» **TO DO**:
Collect every line in the data below that contains the string "firebox", and list them in their original order.

» **EXERCISE MATERIALS**:

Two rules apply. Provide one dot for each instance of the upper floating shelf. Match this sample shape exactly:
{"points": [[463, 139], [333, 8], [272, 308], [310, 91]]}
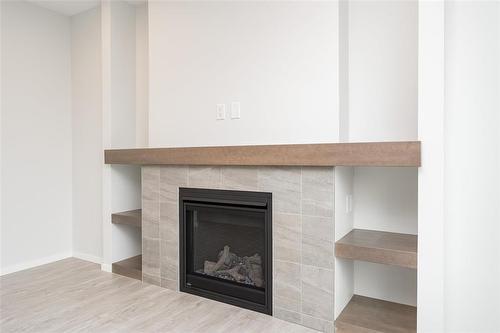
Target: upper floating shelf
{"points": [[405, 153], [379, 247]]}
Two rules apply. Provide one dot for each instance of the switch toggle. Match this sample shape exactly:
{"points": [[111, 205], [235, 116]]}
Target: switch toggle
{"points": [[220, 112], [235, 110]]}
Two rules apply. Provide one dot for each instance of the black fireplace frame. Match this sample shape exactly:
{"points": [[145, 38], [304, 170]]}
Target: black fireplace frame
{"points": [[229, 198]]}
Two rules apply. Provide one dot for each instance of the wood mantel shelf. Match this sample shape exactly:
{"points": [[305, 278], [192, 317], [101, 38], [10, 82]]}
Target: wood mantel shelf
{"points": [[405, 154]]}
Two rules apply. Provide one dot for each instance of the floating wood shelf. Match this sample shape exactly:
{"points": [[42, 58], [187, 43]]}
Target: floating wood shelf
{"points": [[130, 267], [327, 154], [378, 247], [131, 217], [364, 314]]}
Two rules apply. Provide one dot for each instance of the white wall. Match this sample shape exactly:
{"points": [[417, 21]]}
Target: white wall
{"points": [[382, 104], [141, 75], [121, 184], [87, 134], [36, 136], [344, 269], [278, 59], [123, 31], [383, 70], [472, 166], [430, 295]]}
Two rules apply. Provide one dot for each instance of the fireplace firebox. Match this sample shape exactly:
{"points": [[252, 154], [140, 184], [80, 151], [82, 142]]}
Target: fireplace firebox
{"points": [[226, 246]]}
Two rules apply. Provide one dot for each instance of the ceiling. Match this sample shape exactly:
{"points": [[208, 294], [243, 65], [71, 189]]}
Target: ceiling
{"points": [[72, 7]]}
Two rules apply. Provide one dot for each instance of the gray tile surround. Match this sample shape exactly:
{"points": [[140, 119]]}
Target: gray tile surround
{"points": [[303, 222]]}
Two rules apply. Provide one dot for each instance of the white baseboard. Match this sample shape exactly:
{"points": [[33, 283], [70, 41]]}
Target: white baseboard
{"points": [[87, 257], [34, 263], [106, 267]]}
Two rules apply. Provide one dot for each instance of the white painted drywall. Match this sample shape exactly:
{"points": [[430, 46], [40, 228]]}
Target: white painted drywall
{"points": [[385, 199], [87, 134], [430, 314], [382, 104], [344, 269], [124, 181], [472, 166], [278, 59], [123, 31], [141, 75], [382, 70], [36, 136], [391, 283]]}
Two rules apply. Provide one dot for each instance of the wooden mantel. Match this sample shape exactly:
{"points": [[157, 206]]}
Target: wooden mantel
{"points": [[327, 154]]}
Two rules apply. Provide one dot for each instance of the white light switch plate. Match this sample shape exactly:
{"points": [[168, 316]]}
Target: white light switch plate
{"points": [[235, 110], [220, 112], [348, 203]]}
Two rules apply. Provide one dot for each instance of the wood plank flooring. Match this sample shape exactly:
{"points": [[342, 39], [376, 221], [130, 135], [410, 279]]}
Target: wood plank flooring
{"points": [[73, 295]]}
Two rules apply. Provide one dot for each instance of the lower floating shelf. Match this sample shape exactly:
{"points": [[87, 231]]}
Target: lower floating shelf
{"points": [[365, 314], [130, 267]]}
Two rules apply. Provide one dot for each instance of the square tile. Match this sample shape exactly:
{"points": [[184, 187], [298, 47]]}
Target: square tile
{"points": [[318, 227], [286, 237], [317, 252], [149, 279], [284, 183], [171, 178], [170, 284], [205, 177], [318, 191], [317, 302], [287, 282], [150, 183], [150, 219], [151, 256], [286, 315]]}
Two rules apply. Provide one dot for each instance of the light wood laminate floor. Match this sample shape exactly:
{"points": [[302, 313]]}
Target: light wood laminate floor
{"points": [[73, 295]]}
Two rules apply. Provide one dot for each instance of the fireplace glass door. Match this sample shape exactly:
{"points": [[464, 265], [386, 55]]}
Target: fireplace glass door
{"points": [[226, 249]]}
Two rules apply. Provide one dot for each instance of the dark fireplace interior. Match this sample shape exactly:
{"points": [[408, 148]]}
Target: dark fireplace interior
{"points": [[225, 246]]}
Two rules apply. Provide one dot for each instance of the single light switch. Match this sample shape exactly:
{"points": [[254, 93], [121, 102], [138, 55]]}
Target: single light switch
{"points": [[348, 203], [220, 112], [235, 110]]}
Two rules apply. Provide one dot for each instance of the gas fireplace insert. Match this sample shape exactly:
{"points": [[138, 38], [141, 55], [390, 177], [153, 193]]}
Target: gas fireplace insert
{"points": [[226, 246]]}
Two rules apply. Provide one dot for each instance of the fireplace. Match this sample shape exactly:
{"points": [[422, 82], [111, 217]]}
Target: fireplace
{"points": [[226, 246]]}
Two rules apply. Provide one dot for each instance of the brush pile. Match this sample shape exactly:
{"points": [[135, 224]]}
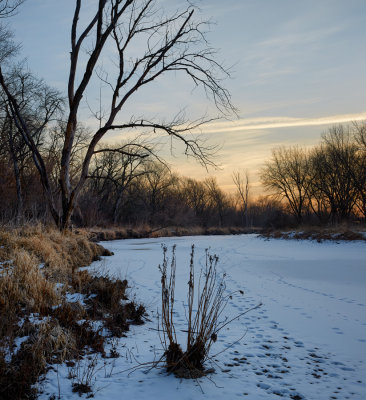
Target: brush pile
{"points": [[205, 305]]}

---

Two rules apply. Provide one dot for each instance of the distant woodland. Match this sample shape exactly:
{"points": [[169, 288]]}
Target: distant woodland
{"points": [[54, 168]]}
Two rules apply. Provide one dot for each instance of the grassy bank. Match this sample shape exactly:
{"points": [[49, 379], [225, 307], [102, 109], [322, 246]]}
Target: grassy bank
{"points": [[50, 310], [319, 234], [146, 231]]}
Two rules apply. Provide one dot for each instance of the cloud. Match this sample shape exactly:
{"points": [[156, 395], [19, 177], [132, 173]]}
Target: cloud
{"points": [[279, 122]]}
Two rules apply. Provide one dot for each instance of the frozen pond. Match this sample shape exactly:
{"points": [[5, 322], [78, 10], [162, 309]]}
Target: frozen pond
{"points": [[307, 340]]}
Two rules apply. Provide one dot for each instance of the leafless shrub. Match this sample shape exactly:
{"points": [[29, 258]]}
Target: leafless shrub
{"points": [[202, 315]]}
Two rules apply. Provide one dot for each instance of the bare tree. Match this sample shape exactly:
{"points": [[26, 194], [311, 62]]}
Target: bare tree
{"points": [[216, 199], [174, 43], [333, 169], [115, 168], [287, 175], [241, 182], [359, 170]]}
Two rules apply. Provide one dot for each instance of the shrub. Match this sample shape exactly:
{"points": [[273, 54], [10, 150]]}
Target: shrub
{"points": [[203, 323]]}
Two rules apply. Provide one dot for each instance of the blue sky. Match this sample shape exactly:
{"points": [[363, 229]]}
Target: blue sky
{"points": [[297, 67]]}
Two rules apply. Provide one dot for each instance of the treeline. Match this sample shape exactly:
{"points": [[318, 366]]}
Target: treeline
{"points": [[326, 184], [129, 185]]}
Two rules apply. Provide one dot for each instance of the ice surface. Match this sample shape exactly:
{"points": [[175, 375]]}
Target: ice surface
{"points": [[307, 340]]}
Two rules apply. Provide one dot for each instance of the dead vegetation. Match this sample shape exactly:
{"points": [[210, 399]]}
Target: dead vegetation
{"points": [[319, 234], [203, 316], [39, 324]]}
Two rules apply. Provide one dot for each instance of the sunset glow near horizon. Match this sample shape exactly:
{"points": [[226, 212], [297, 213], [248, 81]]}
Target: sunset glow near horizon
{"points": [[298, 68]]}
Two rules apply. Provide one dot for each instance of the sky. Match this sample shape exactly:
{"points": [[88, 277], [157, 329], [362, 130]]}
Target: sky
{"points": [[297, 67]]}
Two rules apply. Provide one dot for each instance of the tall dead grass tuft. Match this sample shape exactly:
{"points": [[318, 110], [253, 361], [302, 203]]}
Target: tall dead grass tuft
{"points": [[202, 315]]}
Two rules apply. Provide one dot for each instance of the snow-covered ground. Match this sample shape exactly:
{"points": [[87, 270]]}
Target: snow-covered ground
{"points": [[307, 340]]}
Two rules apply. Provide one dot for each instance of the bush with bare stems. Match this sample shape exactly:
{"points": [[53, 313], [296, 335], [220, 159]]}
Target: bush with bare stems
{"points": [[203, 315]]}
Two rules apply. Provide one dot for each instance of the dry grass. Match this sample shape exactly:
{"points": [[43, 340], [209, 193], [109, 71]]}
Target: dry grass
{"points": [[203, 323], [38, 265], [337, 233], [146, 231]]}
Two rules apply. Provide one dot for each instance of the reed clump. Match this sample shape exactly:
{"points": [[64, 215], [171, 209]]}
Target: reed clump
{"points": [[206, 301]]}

--

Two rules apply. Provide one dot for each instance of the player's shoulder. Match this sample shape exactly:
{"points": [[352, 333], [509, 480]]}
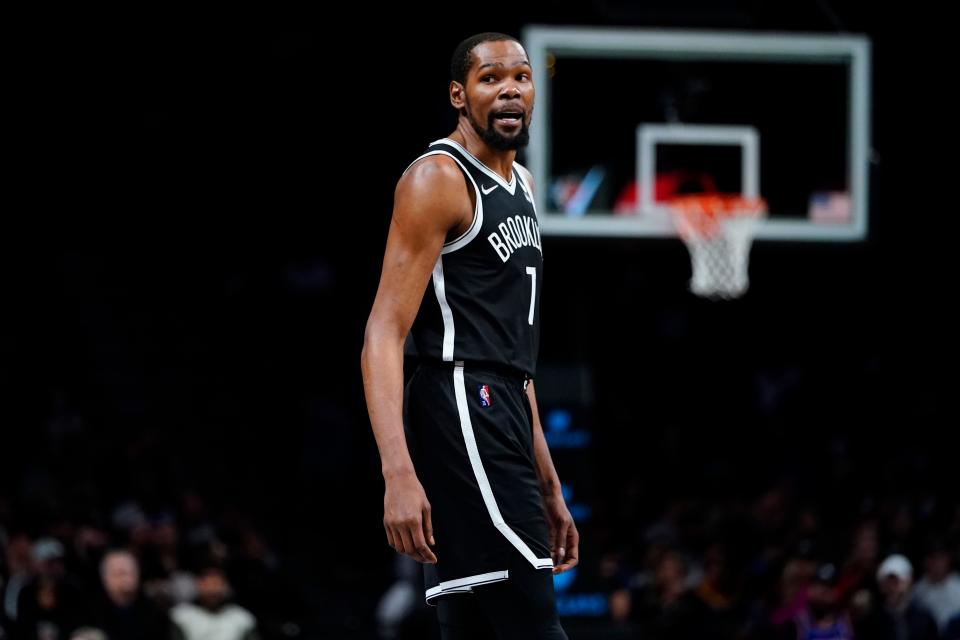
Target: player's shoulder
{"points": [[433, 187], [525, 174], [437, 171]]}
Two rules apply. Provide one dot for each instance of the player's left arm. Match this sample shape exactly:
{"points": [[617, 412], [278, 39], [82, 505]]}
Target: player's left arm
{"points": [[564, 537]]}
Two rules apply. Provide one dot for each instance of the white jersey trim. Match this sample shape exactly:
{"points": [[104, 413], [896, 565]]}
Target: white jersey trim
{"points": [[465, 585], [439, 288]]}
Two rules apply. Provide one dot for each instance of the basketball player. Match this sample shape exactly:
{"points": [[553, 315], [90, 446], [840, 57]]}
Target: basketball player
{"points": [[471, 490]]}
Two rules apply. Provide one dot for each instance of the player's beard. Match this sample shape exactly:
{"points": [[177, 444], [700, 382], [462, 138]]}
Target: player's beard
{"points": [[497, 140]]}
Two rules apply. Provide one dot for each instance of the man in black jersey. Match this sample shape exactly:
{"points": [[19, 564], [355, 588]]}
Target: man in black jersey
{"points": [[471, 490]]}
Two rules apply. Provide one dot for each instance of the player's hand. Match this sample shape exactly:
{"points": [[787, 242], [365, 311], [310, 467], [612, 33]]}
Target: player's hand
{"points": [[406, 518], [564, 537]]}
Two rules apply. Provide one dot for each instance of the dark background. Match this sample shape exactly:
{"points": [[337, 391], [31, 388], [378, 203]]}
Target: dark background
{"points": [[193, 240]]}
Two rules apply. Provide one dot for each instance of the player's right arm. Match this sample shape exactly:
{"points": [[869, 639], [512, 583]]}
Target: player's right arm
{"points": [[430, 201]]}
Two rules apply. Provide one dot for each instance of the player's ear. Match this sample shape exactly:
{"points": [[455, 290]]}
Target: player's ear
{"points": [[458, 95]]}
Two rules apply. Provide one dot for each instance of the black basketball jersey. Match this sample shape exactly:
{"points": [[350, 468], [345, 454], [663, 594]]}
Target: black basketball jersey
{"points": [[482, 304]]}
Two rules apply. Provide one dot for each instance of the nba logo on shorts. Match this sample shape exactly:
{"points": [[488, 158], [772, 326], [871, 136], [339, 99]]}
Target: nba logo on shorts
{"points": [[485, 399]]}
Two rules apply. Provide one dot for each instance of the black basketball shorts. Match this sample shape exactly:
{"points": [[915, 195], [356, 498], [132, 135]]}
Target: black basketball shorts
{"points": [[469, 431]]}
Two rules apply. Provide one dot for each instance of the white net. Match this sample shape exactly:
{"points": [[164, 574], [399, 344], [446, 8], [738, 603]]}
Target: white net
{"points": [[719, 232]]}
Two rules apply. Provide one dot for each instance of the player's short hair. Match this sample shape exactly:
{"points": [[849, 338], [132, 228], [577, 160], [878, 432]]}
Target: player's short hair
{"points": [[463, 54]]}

» **COMPLETE RESPONSE**:
Two rules apply. Provide one dot for each instance of the fireplace firebox. Match this sample shape exactly:
Target: fireplace firebox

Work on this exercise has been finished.